▼▼▼

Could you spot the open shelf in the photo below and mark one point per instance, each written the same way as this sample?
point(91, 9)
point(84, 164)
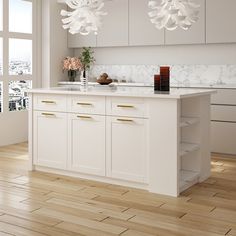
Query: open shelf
point(187, 179)
point(187, 121)
point(186, 148)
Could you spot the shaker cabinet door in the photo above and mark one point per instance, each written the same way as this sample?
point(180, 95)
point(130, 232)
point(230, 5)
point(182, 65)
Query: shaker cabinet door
point(87, 134)
point(114, 30)
point(127, 149)
point(50, 132)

▲▲▲

Count lines, not occurrences: report how many lines in the entries above include the word "same", as a number alone.

2